Ao me deparar com a manchete estampada na parte inferior da capa do Correio de terça-feira levei um susto: "Do horror ao otimismo". A foto em quatro colunas mostrava uma senhora, ao fundo, duas crianças em uma cadeira de rodas, guiadas por mais duas crianças. Todas com um riso luminoso nos rostos. Demorei um pouco a estabelecer a conexão dos fatos.
Mas, em seguida, percebi que eram as mesmas quatro meninas que haviam sido atropeladas por um motorista bêbado, em uma faixa de pedestre na Ceilândia. Todas receberam alta médica e se recuperam em casa, mas ainda inspiram cuidados. São elas Bruna, Ana Júlia e Ester; estava acompanhadas pela avó Glória Pereira. Elas foram fotografadas quando reviam as amigas no Instituto Abraçando Vidas, organização social de Sol Nascente.

☆ ☆ ☆ ☆ ☆ ☆ ☆

> Tarefa 1:
Responda com base no texto sobre o atropelamento na Ceilândia:
(a) Em que dia da semana saiu a capa do Correio com a manchete "Do horror ao otimismo"?
(b) Qual é o nome da avó que acompanhava as meninas?
(c) Em que lugar as meninas foram fotografadas?
> Tarefa 2: Transcreva do texto sobre o atropelamento na Ceilândia a passagem que vai de "Ao me deparar" até "conexão dos fatos.".
> Tarefa 3: Liste todas as pessoas que o texto sobre o atropelamento na Ceilândia identifica pelo nome.

> Dados em análise:
☆ ☆ ☆ ☆ ☆ ☆ ☆

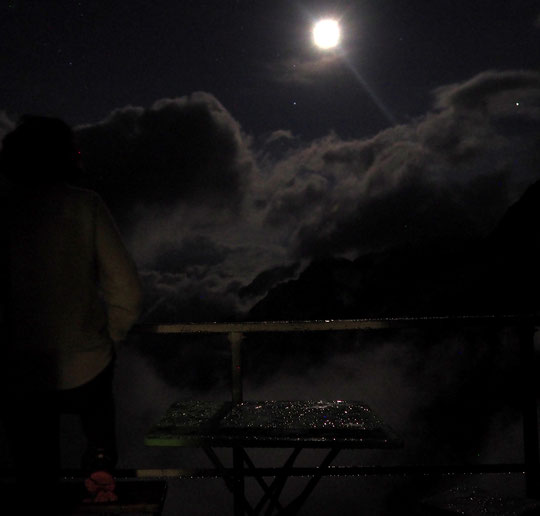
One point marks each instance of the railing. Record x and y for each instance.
(525, 326)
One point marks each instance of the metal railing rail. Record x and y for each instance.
(525, 325)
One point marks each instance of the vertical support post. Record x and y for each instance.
(530, 416)
(238, 482)
(235, 338)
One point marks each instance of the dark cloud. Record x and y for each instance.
(477, 93)
(195, 254)
(187, 149)
(451, 172)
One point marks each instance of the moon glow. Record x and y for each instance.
(326, 34)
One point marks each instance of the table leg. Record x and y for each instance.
(530, 415)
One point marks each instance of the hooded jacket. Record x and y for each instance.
(74, 290)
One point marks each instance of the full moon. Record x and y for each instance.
(326, 34)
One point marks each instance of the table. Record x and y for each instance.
(332, 425)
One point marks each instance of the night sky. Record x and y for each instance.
(234, 153)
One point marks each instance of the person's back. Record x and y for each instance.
(68, 269)
(71, 291)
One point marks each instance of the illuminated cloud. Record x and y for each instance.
(306, 70)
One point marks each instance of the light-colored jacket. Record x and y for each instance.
(74, 288)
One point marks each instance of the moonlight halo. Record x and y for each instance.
(326, 33)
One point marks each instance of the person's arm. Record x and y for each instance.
(118, 276)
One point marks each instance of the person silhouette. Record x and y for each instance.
(70, 291)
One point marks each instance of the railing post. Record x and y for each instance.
(530, 415)
(235, 338)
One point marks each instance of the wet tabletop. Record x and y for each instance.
(272, 423)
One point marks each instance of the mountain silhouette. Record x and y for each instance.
(498, 274)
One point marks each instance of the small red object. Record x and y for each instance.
(101, 485)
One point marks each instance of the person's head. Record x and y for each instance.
(40, 151)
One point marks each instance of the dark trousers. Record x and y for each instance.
(33, 429)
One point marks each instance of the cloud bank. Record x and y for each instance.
(206, 209)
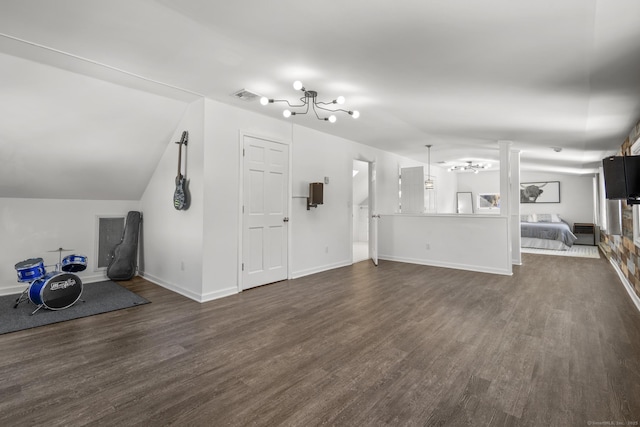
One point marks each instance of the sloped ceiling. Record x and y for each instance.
(105, 94)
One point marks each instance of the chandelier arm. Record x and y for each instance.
(316, 113)
(326, 109)
(288, 103)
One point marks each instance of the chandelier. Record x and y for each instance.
(310, 101)
(428, 184)
(470, 167)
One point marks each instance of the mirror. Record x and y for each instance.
(465, 202)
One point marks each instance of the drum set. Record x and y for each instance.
(54, 290)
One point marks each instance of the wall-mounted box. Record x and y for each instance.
(316, 195)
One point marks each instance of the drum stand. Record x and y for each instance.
(23, 296)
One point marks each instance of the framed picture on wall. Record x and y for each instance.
(488, 201)
(540, 192)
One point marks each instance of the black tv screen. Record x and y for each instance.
(632, 178)
(614, 177)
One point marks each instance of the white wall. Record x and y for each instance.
(576, 197)
(576, 193)
(224, 126)
(477, 183)
(30, 228)
(173, 240)
(467, 242)
(322, 237)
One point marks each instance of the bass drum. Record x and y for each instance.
(56, 291)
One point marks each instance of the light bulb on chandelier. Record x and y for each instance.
(310, 100)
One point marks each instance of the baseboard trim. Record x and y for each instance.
(219, 294)
(320, 269)
(187, 293)
(447, 265)
(627, 285)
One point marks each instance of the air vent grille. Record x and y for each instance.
(246, 95)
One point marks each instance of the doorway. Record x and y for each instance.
(360, 213)
(264, 212)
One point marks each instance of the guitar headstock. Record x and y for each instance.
(185, 138)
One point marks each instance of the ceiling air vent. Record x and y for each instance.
(246, 95)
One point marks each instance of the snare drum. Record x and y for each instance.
(30, 269)
(56, 291)
(73, 263)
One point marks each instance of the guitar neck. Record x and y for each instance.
(183, 140)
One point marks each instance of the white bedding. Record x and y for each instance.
(532, 242)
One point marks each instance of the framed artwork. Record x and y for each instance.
(488, 201)
(540, 192)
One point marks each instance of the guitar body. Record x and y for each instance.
(123, 262)
(181, 194)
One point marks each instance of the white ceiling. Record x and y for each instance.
(459, 74)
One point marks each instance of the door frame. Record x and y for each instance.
(370, 161)
(241, 136)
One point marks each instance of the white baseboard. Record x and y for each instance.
(627, 286)
(187, 293)
(210, 296)
(455, 266)
(314, 270)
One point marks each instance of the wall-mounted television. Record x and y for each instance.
(615, 186)
(622, 178)
(632, 179)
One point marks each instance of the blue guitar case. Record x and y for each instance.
(124, 256)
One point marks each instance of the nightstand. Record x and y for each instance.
(585, 232)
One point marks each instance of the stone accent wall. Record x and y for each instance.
(621, 249)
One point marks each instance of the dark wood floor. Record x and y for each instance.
(556, 344)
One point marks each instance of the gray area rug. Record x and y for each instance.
(578, 251)
(99, 297)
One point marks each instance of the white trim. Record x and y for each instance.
(480, 269)
(627, 286)
(187, 293)
(320, 269)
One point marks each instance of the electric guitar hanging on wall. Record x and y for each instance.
(181, 195)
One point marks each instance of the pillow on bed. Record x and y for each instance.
(528, 218)
(549, 218)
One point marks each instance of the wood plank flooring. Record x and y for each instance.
(556, 344)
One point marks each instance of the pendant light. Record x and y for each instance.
(428, 184)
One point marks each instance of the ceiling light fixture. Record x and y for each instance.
(428, 184)
(470, 167)
(310, 99)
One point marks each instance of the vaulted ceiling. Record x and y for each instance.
(94, 89)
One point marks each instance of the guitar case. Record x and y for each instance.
(125, 254)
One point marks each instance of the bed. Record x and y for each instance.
(545, 231)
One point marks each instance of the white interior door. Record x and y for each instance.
(265, 207)
(373, 215)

☆ ☆ ☆ ☆ ☆ ☆ ☆

> Resposta 1:
(a) Na terça-feira.
(b) Glória Pereira.
(c) No Instituto Abraçando Vidas, organização social de Sol Nascente.

> Resposta 2:
Ao me deparar com a manchete estampada na parte inferior da capa do Correio de terça-feira levei um susto: "Do horror ao otimismo". A foto em quatro colunas mostrava uma senhora, ao fundo, duas crianças em uma cadeira de rodas, guiadas por mais duas crianças. Todas com um riso luminoso nos rostos. Demorei um pouco a estabelecer a conexão dos fatos.

> Resposta 3:
Bruna
Ana Júlia
Ester
Glória Pereira